EXERCISE DIRECTIONS ->
So that nothing is lost, transcribe each line of the records exactly.

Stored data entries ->
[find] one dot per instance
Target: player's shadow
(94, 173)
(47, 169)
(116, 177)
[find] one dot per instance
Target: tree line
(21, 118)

ANSWER FOR THE TASK ->
[find] one dot per instance
Target: player's shadow
(94, 173)
(47, 169)
(116, 177)
[find] one dot per instance
Target: tree line
(21, 118)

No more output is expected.